GOAL:
Rewrite the entries from the line that has "Can you find the grass?" through the end of the entries, changing "gown" to "robe" and leaving everything else as it is.
Start of INPUT RECORDS
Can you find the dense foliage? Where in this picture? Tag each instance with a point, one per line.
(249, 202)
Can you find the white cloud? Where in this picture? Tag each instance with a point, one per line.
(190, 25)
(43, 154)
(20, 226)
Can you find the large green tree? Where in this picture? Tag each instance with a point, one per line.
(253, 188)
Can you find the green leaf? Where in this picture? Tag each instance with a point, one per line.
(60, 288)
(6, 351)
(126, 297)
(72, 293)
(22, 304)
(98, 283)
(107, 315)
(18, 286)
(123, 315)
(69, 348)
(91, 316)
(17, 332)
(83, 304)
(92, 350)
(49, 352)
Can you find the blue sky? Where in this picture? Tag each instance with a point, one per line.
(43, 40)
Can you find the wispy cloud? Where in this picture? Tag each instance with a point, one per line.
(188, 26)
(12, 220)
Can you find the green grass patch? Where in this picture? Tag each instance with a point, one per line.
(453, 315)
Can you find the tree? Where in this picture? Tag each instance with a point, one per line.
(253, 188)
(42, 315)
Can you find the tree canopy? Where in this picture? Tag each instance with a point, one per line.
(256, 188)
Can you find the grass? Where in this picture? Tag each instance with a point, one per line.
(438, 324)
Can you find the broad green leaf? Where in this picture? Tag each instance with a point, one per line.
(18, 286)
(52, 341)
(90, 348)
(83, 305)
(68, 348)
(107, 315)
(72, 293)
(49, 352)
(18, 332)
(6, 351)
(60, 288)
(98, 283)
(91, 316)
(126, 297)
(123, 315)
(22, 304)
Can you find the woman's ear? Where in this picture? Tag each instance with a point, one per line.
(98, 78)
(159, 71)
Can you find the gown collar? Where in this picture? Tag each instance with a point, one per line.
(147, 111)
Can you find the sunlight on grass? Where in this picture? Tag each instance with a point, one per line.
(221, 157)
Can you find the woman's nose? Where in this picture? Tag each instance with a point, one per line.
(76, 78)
End of INPUT RECORDS
SOLUTION BELOW:
Can you find the grass? Where in this picture? Tag each instance with a point, one per line.
(438, 324)
Can you find the broad green leaf? Where in this picture? Tag each instance with a point, one per line.
(18, 286)
(52, 341)
(90, 348)
(83, 305)
(68, 348)
(107, 315)
(72, 293)
(49, 352)
(18, 332)
(6, 351)
(60, 288)
(98, 283)
(91, 316)
(126, 297)
(123, 315)
(22, 304)
Can you find the woman's ear? Where in this picture? Tag each instance with a point, one per line.
(98, 78)
(159, 71)
Can you find the robe collar? Where in this picture? Tag each instance with a point, one per line.
(147, 111)
Can you find the sunlight on grass? Where in this picture? Tag each instance with a point, one per line.
(221, 157)
Can you find the woman's nose? Where in this picture? Tag each instance with a point, one per line.
(76, 78)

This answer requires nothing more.